● Exercise instructions
Everything from the line that contains "towel with a single marker." through the final line of the records should be written out exactly, and nothing outside that span.

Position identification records

● ● ● ●

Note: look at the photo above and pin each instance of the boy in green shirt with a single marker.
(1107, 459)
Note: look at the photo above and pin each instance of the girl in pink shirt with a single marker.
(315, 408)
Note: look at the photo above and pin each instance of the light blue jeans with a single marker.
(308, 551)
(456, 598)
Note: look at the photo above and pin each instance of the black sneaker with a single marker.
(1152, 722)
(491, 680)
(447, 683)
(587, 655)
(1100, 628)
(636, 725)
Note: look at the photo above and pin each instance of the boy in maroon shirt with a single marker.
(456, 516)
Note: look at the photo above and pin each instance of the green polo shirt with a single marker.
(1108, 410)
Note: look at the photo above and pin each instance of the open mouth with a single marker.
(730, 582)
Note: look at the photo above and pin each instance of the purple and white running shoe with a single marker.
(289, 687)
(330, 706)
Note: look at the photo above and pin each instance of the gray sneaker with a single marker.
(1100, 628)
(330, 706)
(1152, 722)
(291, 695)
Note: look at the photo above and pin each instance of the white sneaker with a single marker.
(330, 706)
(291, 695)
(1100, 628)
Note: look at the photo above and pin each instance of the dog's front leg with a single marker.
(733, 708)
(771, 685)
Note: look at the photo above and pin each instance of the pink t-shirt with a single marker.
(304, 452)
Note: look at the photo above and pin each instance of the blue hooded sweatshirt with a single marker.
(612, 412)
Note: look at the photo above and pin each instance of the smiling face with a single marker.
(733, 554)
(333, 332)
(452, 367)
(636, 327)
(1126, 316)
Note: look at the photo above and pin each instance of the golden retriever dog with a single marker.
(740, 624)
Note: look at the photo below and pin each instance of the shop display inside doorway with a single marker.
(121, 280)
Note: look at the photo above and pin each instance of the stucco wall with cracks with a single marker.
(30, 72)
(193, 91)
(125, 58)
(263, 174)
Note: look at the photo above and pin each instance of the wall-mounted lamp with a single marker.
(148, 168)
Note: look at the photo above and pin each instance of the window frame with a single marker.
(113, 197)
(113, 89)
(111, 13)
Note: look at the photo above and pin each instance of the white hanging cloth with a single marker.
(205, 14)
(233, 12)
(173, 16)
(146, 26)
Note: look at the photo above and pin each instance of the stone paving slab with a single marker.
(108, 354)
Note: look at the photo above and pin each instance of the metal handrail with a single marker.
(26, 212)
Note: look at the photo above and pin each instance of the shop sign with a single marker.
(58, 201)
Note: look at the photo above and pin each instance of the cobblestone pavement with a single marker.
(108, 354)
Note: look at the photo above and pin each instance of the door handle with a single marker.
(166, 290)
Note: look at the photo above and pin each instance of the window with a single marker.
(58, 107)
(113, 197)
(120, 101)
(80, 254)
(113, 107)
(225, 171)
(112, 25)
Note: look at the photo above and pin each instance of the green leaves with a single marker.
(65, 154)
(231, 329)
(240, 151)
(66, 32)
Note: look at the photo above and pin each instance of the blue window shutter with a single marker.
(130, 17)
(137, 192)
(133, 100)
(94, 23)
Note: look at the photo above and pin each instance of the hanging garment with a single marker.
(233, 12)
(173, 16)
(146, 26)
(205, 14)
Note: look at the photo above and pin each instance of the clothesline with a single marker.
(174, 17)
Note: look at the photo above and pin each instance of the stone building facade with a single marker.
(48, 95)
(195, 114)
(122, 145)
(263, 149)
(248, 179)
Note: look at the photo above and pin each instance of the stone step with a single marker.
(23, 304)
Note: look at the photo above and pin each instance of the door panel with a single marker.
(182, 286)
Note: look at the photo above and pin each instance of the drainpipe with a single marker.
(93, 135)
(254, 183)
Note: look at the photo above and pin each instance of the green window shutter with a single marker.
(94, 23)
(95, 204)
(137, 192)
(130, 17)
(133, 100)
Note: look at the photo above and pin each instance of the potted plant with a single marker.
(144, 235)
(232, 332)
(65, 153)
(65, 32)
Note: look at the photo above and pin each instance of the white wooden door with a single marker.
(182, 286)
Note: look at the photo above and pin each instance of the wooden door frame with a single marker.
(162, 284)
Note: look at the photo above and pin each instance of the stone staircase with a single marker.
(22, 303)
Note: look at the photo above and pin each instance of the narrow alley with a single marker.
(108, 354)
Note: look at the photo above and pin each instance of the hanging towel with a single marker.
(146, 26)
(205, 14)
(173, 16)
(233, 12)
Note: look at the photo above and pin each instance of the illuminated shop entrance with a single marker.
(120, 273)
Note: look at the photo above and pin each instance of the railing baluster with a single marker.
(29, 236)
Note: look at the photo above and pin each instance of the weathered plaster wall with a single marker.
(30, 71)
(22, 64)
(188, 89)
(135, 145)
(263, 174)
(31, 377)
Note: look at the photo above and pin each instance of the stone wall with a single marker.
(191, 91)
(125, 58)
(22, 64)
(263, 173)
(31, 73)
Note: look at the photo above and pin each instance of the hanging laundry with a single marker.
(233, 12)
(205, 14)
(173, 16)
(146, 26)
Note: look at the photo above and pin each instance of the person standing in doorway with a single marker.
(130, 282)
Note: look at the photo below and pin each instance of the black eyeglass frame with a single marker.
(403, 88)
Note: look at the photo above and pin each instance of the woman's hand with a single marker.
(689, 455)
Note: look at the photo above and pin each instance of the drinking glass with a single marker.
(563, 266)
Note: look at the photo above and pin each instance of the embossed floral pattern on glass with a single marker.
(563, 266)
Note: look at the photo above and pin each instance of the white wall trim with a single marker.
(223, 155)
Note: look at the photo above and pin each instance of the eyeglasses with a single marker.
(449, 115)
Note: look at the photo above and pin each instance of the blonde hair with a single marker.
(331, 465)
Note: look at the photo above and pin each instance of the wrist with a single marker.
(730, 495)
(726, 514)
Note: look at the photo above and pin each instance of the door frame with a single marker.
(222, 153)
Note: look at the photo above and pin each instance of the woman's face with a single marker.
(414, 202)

● ● ● ●

● Output for this exercise
Note: look at the photo above and pin each instance of the hanging towel with a single marker.
(146, 26)
(205, 14)
(173, 16)
(233, 12)
Note: look at the photo above and pin each instance of the illuminated shop entrance with a single marker.
(120, 273)
Note: look at the photo above and pin each instance of the railing baluster with a single marker.
(29, 236)
Note: look at the photo above and pin each instance of the weathered plaster wall with a single marker.
(30, 71)
(22, 64)
(188, 89)
(135, 145)
(263, 174)
(31, 377)
Note: look at the photo above and pin each instance of the stone wall with a single marker.
(191, 91)
(125, 58)
(22, 64)
(263, 173)
(31, 73)
Note: look at the photo above and pin each instance of the hanging laundry with a single marker.
(233, 12)
(205, 14)
(173, 16)
(146, 26)
Note: look at the photo above and pin each instance of the person standing in doorway with a single marker.
(130, 282)
Note: look at the photo below and pin each instance of the black eyeglass frame with a single marker.
(403, 88)
Note: look at the photo above and pin each instance of the woman's hand with a single marker.
(689, 455)
Note: look at the photo above and pin each instance of the drinking glass with a single marker.
(563, 266)
Note: look at the photo above and pin each instance of the embossed floral pattern on glass with a single marker.
(563, 266)
Note: look at the photo above and pin each instance of the white wall trim with a single marker.
(223, 155)
Note: look at the photo above and pin each instance of the eyeglasses with a single marker.
(449, 115)
Note: look at the photo above and pin each instance of the blonde hair with a single marker.
(331, 465)
Note: look at the photo above and pin each instance of the wrist with a single marker.
(730, 495)
(726, 514)
Note: look at the photo above and pin each instance of the door frame with a single marker.
(222, 153)
Note: look at the photo above and pin each instance of the woman's face with a single marker.
(414, 202)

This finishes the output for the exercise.